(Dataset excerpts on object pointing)
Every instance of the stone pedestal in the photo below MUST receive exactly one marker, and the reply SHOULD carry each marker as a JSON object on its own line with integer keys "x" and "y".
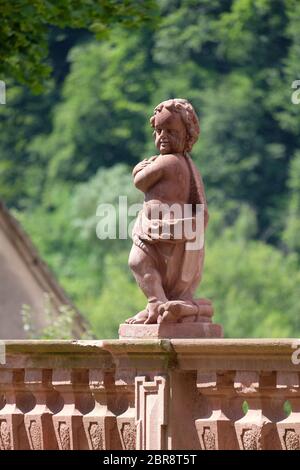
{"x": 171, "y": 330}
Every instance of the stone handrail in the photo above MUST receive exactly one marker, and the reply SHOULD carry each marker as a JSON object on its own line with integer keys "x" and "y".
{"x": 150, "y": 394}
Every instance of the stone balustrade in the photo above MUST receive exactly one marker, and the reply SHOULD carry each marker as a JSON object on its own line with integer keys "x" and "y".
{"x": 150, "y": 394}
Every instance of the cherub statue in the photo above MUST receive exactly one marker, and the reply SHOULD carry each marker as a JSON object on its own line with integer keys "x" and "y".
{"x": 163, "y": 266}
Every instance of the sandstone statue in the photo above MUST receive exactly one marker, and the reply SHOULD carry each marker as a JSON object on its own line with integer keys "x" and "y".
{"x": 168, "y": 236}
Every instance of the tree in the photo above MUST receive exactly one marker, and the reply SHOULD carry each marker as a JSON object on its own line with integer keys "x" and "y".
{"x": 25, "y": 25}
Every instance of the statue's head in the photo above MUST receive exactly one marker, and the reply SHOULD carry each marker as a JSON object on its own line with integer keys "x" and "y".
{"x": 176, "y": 126}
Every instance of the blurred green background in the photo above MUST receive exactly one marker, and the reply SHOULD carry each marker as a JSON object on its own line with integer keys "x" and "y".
{"x": 82, "y": 81}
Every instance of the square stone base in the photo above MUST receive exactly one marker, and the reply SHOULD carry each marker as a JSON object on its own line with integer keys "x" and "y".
{"x": 171, "y": 330}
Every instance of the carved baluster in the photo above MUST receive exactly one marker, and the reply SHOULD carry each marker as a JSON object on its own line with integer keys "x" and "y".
{"x": 257, "y": 429}
{"x": 38, "y": 421}
{"x": 289, "y": 428}
{"x": 152, "y": 401}
{"x": 216, "y": 429}
{"x": 12, "y": 428}
{"x": 126, "y": 421}
{"x": 67, "y": 422}
{"x": 100, "y": 423}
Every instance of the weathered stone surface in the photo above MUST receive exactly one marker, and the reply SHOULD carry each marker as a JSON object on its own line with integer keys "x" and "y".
{"x": 141, "y": 393}
{"x": 171, "y": 330}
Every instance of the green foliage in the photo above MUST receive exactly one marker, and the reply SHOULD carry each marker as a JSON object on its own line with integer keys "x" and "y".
{"x": 72, "y": 148}
{"x": 59, "y": 325}
{"x": 25, "y": 23}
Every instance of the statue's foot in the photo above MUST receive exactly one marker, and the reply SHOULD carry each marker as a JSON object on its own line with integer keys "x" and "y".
{"x": 153, "y": 312}
{"x": 205, "y": 308}
{"x": 174, "y": 310}
{"x": 140, "y": 317}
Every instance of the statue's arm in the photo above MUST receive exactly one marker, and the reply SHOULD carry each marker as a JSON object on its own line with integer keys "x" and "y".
{"x": 148, "y": 176}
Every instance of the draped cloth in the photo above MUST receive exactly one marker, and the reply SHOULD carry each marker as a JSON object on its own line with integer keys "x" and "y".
{"x": 179, "y": 263}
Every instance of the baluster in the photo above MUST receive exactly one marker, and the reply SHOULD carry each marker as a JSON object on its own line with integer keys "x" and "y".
{"x": 152, "y": 402}
{"x": 38, "y": 421}
{"x": 289, "y": 428}
{"x": 216, "y": 429}
{"x": 68, "y": 425}
{"x": 257, "y": 429}
{"x": 17, "y": 402}
{"x": 100, "y": 423}
{"x": 126, "y": 420}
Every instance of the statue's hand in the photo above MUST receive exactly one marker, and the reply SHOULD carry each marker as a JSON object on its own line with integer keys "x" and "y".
{"x": 141, "y": 165}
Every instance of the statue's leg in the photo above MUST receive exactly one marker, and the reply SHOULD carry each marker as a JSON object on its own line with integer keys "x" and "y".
{"x": 149, "y": 280}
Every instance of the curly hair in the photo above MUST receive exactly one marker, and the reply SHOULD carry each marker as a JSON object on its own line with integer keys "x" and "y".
{"x": 188, "y": 116}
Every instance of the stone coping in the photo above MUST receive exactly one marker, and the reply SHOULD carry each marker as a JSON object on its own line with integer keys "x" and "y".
{"x": 154, "y": 354}
{"x": 247, "y": 346}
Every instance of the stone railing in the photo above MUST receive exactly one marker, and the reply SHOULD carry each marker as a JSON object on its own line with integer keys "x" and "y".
{"x": 150, "y": 394}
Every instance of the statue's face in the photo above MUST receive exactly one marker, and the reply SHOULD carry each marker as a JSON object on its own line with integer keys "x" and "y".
{"x": 170, "y": 132}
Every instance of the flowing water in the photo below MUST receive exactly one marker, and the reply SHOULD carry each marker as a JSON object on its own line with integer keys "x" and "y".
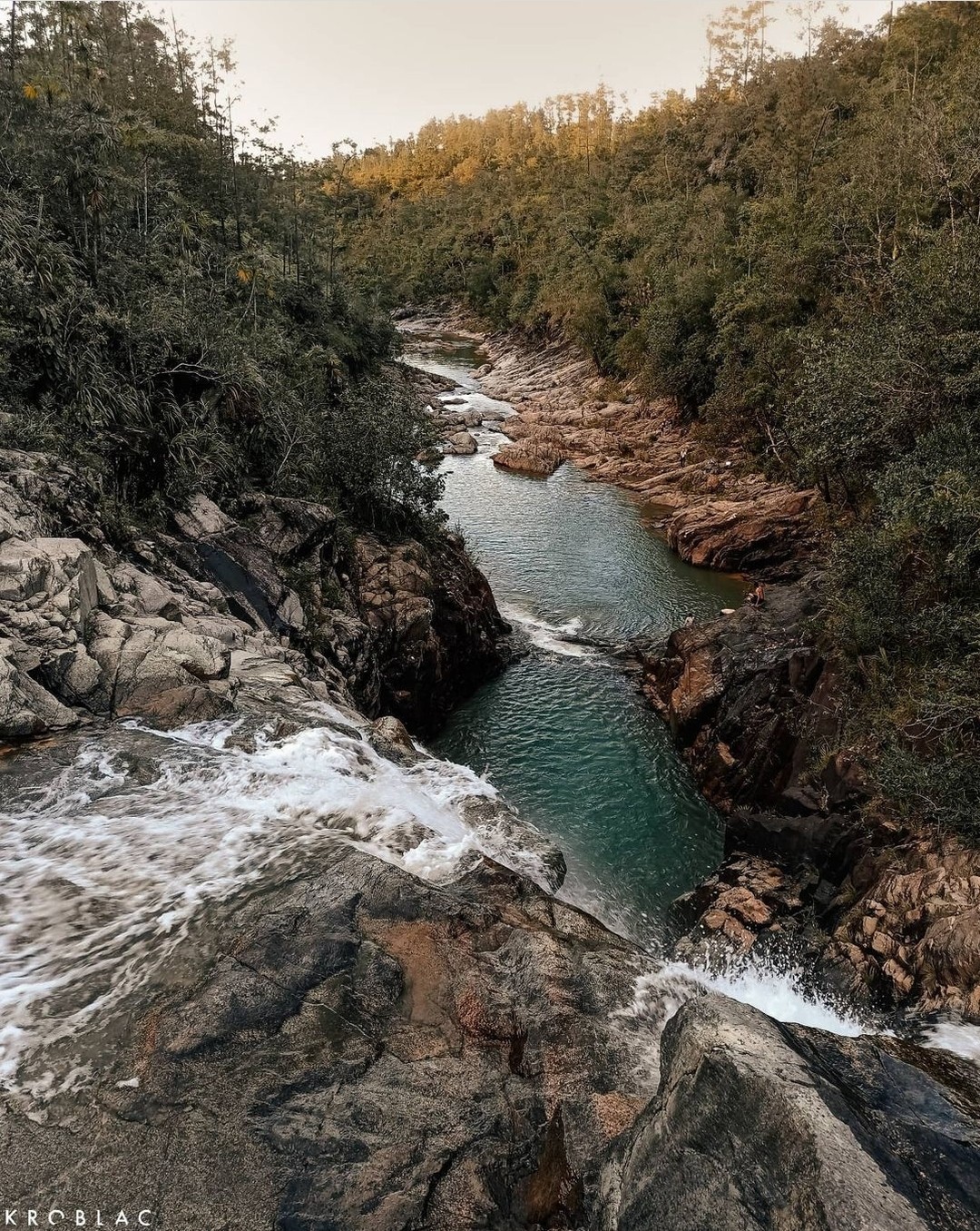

▶ _Problem to work on_
Reproduce the listing with every "marker" renamed to "point" and all other wording left unchanged. Leave the pictures out of your answer.

▶ _Right answer_
Every instance of the stone pedestal in the photo below MUST receive exactly one point, and the reply SHOULD carry each point as a JSON object on its own line with integer keys "x" and "y".
{"x": 171, "y": 330}
Every instance of the stone handrail in the photo above MUST receive exactly one point, and the reply SHOULD carry each point as a JSON object on its own line with integer keys "x" and "y".
{"x": 150, "y": 394}
Every instance of the stone balustrade in the photo above MUST receive exactly one point, and the reply SHOULD carry each point as a JSON object on its own line with integer keys "x" and "y".
{"x": 150, "y": 394}
Every instance of the cherub statue in the photo above MUST receive exactly one point, and the reply SHOULD carry each point as a JSON object on its own line with integer keys "x" and "y".
{"x": 163, "y": 266}
Every instance of the sandstone statue in the photo above MUST receive exactly one point, and the reply SHOULD carry each point as a JSON object on its own line with integer keys "x" and "y".
{"x": 168, "y": 236}
Every instance of the tree in the photo above MUST receive exactly one point, and the reply SHOULD carry each point as a JSON object on its own line with integer keys "x" and "y".
{"x": 25, "y": 25}
Every instance of the statue's head in the photo above MUST receive exactly one point, and the reply SHOULD carry each point as a JSON object on its own line with integer keys "x" and "y".
{"x": 176, "y": 126}
Every instance of the blurred green background in the photo above MUST receive exactly one point, and the reply SHOULD carry each point as a JSON object on its own line with integer keys "x" and "y".
{"x": 82, "y": 81}
Every instance of the square stone base in the photo above MUST receive exactly one point, and the reply SHOULD carry each point as a JSON object on its own line with integer keys "x" and "y".
{"x": 171, "y": 330}
Every instance of the carved baluster in the photo above MUST receive exactly one point, and the reply SHOULD carry each point as a JSON object on its own line with integer keys "x" and "y".
{"x": 257, "y": 429}
{"x": 38, "y": 421}
{"x": 289, "y": 428}
{"x": 152, "y": 401}
{"x": 216, "y": 429}
{"x": 12, "y": 428}
{"x": 126, "y": 421}
{"x": 67, "y": 422}
{"x": 100, "y": 423}
Every instance of the weathered stone surface in the photo above MUST receive exactly one point, and the reply SHOULD carry each point as a JSON object on its own line with integer keys "x" and "y".
{"x": 141, "y": 393}
{"x": 171, "y": 330}
Every instance of the green foliage in the photo above MUST receive exactly one point, and the reply SHOULD carry each point as a JSON object on its own line with integer keys "x" and "y".
{"x": 72, "y": 148}
{"x": 59, "y": 325}
{"x": 25, "y": 23}
Every instance of the statue's foot in the photo above MUST receive exactly one point, and the reply SHOULD carry each point as a JSON object on its own line with integer keys "x" and "y".
{"x": 153, "y": 312}
{"x": 205, "y": 308}
{"x": 174, "y": 310}
{"x": 140, "y": 317}
Every instance of the statue's arm in the photo above MUST receive exactly one point, and the reply SHOULD carry each point as a JSON object on its own line with integer keys "x" and "y".
{"x": 148, "y": 176}
Every instance of the draped cloth in the photo above MUST receive exactly one point, and the reply SHOULD carry each point as a JSON object on its own line with integer keys "x" and "y".
{"x": 179, "y": 263}
Every instance of the baluster in the photo above MUST receive exactly one point, and the reply SHOULD carry each point as a JSON object on its own line with integer keys "x" and "y".
{"x": 152, "y": 402}
{"x": 38, "y": 421}
{"x": 289, "y": 428}
{"x": 216, "y": 429}
{"x": 68, "y": 425}
{"x": 257, "y": 429}
{"x": 17, "y": 402}
{"x": 100, "y": 423}
{"x": 126, "y": 420}
Every instance of the statue's hand in the photo above MUST receive exactly one point, and the reply SHOULD carry each point as a JSON object on its own line with integer keys "x" and "y".
{"x": 141, "y": 165}
Every instance of the statue's leg in the photo above MUST receive exactly one point, and the reply SHOULD carry each point as a JSON object on its own line with integer keys "x" and "y".
{"x": 149, "y": 280}
Every instance of the curly hair in the photo above MUST receive exactly one point, and the reply SHOULD carry each point as a JSON object on its own line with integer keys "x" and "y".
{"x": 188, "y": 116}
Every instance of the stone coping in the photo above MUST receive exactly one point, and the reply SHOULD carry each point as a JSON object on its own line with integer keys "x" and "y".
{"x": 154, "y": 354}
{"x": 247, "y": 346}
Every instance of the stone railing in the photo above MUST receive exactly one point, and the reply SHOULD carry each point as a JSON object on its own line with integer keys "x" and "y".
{"x": 150, "y": 394}
Every instance of the statue's face in the photo above MUST receive exactly one point, and the reply SHOULD carry each point as a JSON object on its own line with integer keys "x" and "y".
{"x": 170, "y": 132}
Every instance of the flowing water in the photo below MUST receive exactly one point, and the reply SHOULD carry each point as a JSON object on its own line with integer keys "x" and "y".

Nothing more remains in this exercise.